**EXERCISE REQUIREMENTS**
Rewrite each row below with every "marker" changed to "pin" and nothing else altered, and leave out the pictures.

**INFORMATION SHOWN**
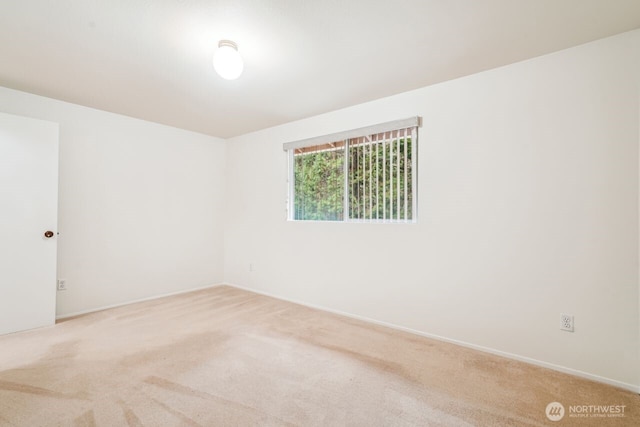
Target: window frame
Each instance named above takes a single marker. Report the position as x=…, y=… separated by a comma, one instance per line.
x=413, y=123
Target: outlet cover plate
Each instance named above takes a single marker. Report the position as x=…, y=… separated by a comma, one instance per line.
x=566, y=322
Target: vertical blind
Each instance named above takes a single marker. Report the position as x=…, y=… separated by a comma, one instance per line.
x=366, y=175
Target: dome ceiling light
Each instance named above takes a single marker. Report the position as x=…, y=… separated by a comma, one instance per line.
x=227, y=60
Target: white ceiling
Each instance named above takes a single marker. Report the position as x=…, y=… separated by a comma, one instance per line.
x=151, y=59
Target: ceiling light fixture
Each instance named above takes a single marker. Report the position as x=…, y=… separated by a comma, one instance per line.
x=227, y=60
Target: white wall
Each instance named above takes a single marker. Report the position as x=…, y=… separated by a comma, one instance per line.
x=140, y=207
x=528, y=207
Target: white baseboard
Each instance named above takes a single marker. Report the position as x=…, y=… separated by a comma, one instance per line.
x=631, y=387
x=93, y=310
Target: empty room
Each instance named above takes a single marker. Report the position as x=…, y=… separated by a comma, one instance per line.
x=319, y=213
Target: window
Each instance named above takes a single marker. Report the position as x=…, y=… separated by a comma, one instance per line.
x=363, y=175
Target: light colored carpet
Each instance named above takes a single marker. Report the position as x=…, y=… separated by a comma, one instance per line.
x=227, y=357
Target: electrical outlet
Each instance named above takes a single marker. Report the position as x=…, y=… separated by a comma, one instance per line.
x=566, y=322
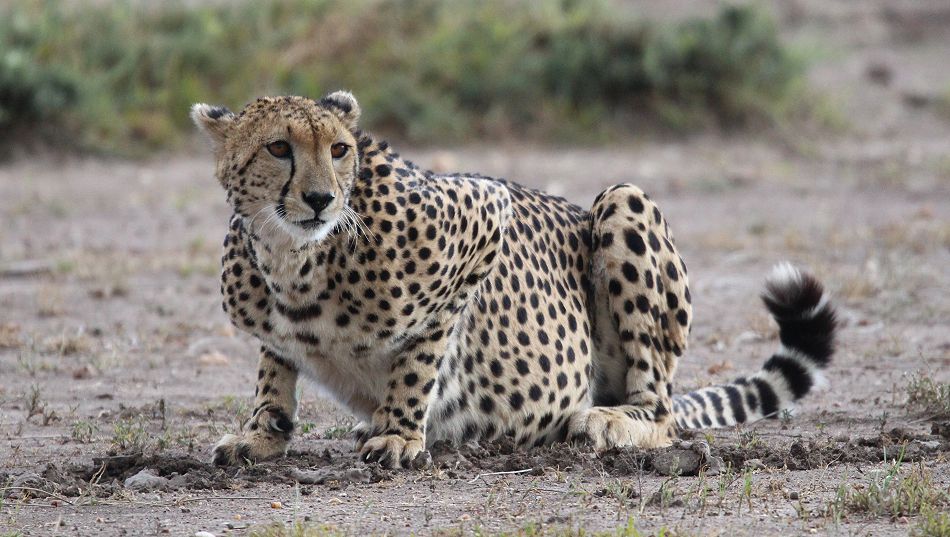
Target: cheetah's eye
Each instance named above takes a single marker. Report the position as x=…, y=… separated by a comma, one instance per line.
x=279, y=149
x=338, y=150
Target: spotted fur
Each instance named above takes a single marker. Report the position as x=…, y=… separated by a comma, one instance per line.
x=461, y=307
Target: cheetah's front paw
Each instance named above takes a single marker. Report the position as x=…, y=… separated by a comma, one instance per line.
x=609, y=427
x=265, y=436
x=392, y=450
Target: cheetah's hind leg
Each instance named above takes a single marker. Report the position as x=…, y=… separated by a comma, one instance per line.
x=641, y=320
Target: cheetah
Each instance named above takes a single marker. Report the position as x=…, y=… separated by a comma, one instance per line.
x=460, y=307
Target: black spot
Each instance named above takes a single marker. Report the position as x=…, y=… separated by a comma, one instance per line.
x=534, y=392
x=643, y=303
x=614, y=287
x=635, y=204
x=671, y=301
x=671, y=271
x=682, y=317
x=516, y=400
x=630, y=272
x=635, y=242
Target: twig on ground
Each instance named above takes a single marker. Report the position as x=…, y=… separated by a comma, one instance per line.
x=510, y=472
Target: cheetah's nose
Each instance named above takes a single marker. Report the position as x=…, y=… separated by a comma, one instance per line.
x=317, y=201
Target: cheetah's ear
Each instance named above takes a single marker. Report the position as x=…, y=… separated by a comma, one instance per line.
x=344, y=105
x=214, y=121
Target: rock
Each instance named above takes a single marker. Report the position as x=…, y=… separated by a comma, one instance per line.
x=146, y=480
x=753, y=464
x=879, y=72
x=422, y=460
x=677, y=461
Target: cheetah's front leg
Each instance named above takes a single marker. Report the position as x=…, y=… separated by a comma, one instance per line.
x=267, y=433
x=397, y=433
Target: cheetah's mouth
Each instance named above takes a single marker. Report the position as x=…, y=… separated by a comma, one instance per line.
x=311, y=224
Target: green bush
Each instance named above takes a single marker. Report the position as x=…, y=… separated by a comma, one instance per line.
x=121, y=76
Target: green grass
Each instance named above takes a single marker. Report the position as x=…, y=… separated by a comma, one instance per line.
x=302, y=529
x=120, y=76
x=893, y=492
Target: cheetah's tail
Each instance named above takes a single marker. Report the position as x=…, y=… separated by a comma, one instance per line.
x=806, y=321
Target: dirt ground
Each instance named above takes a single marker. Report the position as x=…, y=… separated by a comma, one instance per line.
x=115, y=355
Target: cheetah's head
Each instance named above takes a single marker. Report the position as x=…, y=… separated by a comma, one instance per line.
x=287, y=163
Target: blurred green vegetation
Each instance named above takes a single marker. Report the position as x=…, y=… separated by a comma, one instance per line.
x=120, y=77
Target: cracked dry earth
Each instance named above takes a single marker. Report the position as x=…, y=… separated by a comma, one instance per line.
x=118, y=369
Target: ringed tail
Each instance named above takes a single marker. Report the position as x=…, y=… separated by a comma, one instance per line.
x=807, y=323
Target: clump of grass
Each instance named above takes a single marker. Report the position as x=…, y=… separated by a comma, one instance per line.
x=129, y=435
x=928, y=395
x=891, y=493
x=83, y=431
x=306, y=529
x=10, y=336
x=120, y=76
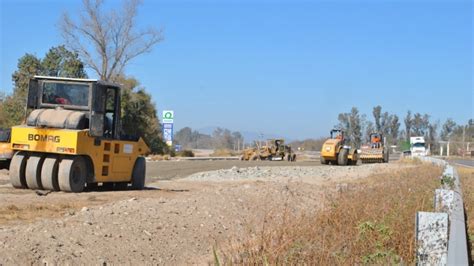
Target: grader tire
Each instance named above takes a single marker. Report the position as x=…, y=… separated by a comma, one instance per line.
x=138, y=174
x=342, y=157
x=49, y=173
x=33, y=171
x=72, y=174
x=17, y=170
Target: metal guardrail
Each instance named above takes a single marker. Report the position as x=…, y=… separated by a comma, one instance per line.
x=449, y=200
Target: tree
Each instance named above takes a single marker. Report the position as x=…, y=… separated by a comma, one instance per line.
x=108, y=41
x=57, y=62
x=408, y=125
x=385, y=124
x=377, y=112
x=356, y=127
x=139, y=116
x=60, y=62
x=420, y=124
x=447, y=128
x=394, y=129
x=351, y=123
x=369, y=128
x=432, y=135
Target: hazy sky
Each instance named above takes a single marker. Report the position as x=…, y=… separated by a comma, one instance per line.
x=282, y=67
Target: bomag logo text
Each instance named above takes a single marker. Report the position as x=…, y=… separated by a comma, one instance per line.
x=38, y=137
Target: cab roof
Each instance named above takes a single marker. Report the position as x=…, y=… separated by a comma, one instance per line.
x=101, y=82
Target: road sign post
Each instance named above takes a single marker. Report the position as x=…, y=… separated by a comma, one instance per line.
x=168, y=121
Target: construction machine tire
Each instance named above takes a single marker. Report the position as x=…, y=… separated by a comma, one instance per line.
x=108, y=186
x=385, y=157
x=92, y=186
x=17, y=170
x=33, y=171
x=138, y=174
x=342, y=157
x=72, y=174
x=121, y=185
x=49, y=173
x=323, y=160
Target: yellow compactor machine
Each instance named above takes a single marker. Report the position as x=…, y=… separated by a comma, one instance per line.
x=72, y=138
x=335, y=150
x=274, y=150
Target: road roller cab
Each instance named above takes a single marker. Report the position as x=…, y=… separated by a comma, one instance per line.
x=336, y=150
x=72, y=138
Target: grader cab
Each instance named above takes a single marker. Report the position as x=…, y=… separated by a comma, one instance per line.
x=72, y=138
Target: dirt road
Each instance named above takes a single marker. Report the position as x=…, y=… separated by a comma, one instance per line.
x=176, y=221
x=166, y=170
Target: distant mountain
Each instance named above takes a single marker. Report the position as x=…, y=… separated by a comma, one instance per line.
x=249, y=136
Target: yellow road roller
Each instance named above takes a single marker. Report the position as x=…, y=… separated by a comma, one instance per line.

**TASK SOLUTION**
Target: window frame
Each instance named above takes a single pin. Report the position as x=…, y=… separated by a comma, one instance per line.
x=413, y=123
Target: outlet cover plate
Each instance named above takes a single pin. Report the position as x=…, y=… separated by a comma, one instance per line.
x=566, y=322
Target: vertical blind
Each instance named above takes a single pin. Report the position as x=…, y=… separated by a comma, one instance per line.
x=366, y=175
Target: dome ceiling light
Each instance named above takes a single pin. Report the position as x=…, y=… separated by a comma, one instance per line.
x=227, y=60
Target: white ceiling
Each instance named above takes a single pin. Report the position as x=…, y=… separated by a comma, one instance per line.
x=151, y=59
Target: ceiling light fixture
Each instance named above takes a single pin. Report the position as x=…, y=… separated by a comma, one instance per line.
x=227, y=60
Target: white wall
Each instance named above takes a single pin. Report the position as x=…, y=… separated by a comma, one instance per line.
x=140, y=207
x=528, y=207
Target: white baseboard
Each instance named above takes a single pin. Report the position as x=…, y=… separated by a comma, one instance per line.
x=631, y=387
x=93, y=310
Target: empty room
Each instance named above takes a single pin. Report the position as x=…, y=… separated by a comma, one instance per line.
x=319, y=213
Target: window
Each instance named above takes a single pin. Report the position as x=…, y=… separated by a comma, one instance per line.
x=363, y=175
Target: light colored carpet
Each instance named above takes a single pin. Report the position as x=…, y=… separated by a comma, one instance per line.
x=227, y=357
Target: electrical outlet
Each instance named above takes a single pin. Report the position as x=…, y=… separated by a comma, one instance per line.
x=566, y=322
Target: cheetah's eye
Each instance named above takes a single pin. Report the position as x=…, y=… separated by a comma, one instance per line.
x=279, y=149
x=338, y=150
Target: spotted fur
Each instance named above takes a single pin. Report the position as x=…, y=… separated by a comma, one instance per line.
x=461, y=307
Target: cheetah's front paw
Each instance named above takes a single pin. Report the position as x=…, y=… separated by a comma, one instance per line.
x=609, y=427
x=265, y=436
x=392, y=450
Target: cheetah's hind leg
Each instance named above takes a single pin. Report the position as x=…, y=… separated by a comma, one instance per line.
x=641, y=320
Target: cheetah
Each instance named above takes a single pin. Report the position as x=…, y=… separated by a comma, one instance per line.
x=460, y=307
Target: black spot
Each instance named above takes a single pin. Report the position as x=…, y=… separated by a comma, one instance per line.
x=534, y=392
x=643, y=303
x=614, y=287
x=635, y=204
x=671, y=301
x=671, y=271
x=682, y=317
x=516, y=400
x=630, y=272
x=635, y=242
Target: twig on ground
Each instance named above takes a single pin. Report the position as x=…, y=… separated by a comma, one instance per line.
x=510, y=472
Target: cheetah's nose
Each instance named above takes a single pin. Report the position as x=…, y=… separated by a comma, one instance per line.
x=317, y=201
Target: cheetah's ear
Each instance named above takes a single pin. Report the position as x=…, y=… separated by a comma, one instance per line.
x=344, y=105
x=214, y=121
Target: rock
Each instance named above takes a single pin. Report the position as x=…, y=… separated by a comma, one instance per line.
x=146, y=480
x=753, y=464
x=879, y=72
x=422, y=460
x=677, y=461
Target: cheetah's front leg
Each instance named above takes a single pin. Report the position as x=…, y=… separated by a comma, one instance per line.
x=267, y=433
x=397, y=433
Target: cheetah's mouth
Each instance named above takes a single pin. Report the position as x=…, y=… separated by a comma, one instance per line.
x=311, y=224
Target: green bush
Each instance named above takes a single pin. Report the position as x=…, y=… separated by a comma, one instance per line.
x=121, y=76
Target: green grass
Each instance named above takes a single pin. Report the position as x=…, y=… separated by a comma, one instance per line.
x=302, y=529
x=120, y=76
x=893, y=492
Target: cheetah's tail
Each instance named above takes a single pin. Report the position as x=…, y=… separated by a comma, one instance per line.
x=806, y=321
Target: dirt ground
Each instance named above takes a single pin. Report the position as x=…, y=… separated by a comma, one instance per line.
x=115, y=355
Target: cheetah's head
Each instance named above takes a single pin. Report the position as x=…, y=… separated by a comma, one instance per line.
x=287, y=163
Target: blurred green vegetation
Each instance named above takes a single pin. Report the position as x=…, y=… separated by a comma, one instance per line.
x=120, y=77
Target: cracked dry earth
Each instance named above takes a single pin. Report the position as x=…, y=… separated by a comma, one instance per line.
x=118, y=369
Target: ringed tail
Each instance named above takes a single pin. Report the position as x=…, y=… separated by a comma, one instance per line.
x=807, y=323
Target: clump of grass
Each instance named above takes a single pin. Report the position as x=…, y=… separated by a comma, one instance per line.
x=129, y=435
x=928, y=395
x=891, y=493
x=83, y=431
x=306, y=529
x=10, y=336
x=120, y=76
Target: grader tire
Each instance named above takes a single pin. Report the position as x=…, y=… separated by a comma, one instance per line.
x=138, y=174
x=342, y=157
x=49, y=173
x=33, y=171
x=72, y=174
x=17, y=170
Target: metal guardrail
Each instance named above takes a single pin. Report the position as x=…, y=… separated by a comma, one instance per line.
x=449, y=200
Target: tree
Each instance named above takes a single pin. Report the position as x=…, y=… separated by a comma, one instance per line.
x=108, y=41
x=57, y=62
x=408, y=125
x=385, y=124
x=377, y=112
x=356, y=127
x=139, y=116
x=60, y=62
x=420, y=124
x=447, y=128
x=394, y=129
x=351, y=123
x=369, y=128
x=432, y=135
Target: hazy sky
Each instance named above takes a single pin. Report the position as x=…, y=… separated by a comma, one instance per line.
x=282, y=67
Target: bomag logo text
Each instance named above takes a single pin. Report the position as x=…, y=… separated by a comma, one instance per line.
x=38, y=137
Target: cab roof
Each instance named above takes a single pin. Report the position as x=…, y=… separated by a comma, one instance per line.
x=101, y=82
Target: road sign post
Each instance named above takes a single pin. Report the position as x=…, y=… separated by a comma, one instance per line.
x=168, y=121
Target: construction machine tire
Each instance named above takes a single pin. Report the position as x=…, y=… separated by a comma, one instance per line.
x=108, y=186
x=385, y=157
x=92, y=186
x=17, y=170
x=33, y=171
x=138, y=174
x=342, y=157
x=72, y=174
x=121, y=185
x=49, y=173
x=323, y=160
Target: yellow compactor machine
Each instance named above takes a single pin. Report the position as x=…, y=… separated by a comma, one instance per line.
x=72, y=138
x=335, y=150
x=274, y=150
Target: road roller cab
Each instance named above takes a single pin. Report the position as x=…, y=… separated by a comma, one instance per line.
x=336, y=150
x=72, y=138
Target: grader cab
Each instance named above takes a single pin. Report the position as x=…, y=… separated by a comma, one instance per line.
x=72, y=138
Target: dirt road
Each instance named above takes a single pin. Report the position as x=…, y=… separated by a comma, one instance per line.
x=176, y=221
x=166, y=170
Target: distant mountain
Each instance named above takes a single pin. Report the position as x=…, y=… separated by a comma, one instance per line.
x=249, y=136
Target: yellow road roller
Each instance named above takes a single pin. Report the position as x=…, y=… separated by a comma, one instance per line.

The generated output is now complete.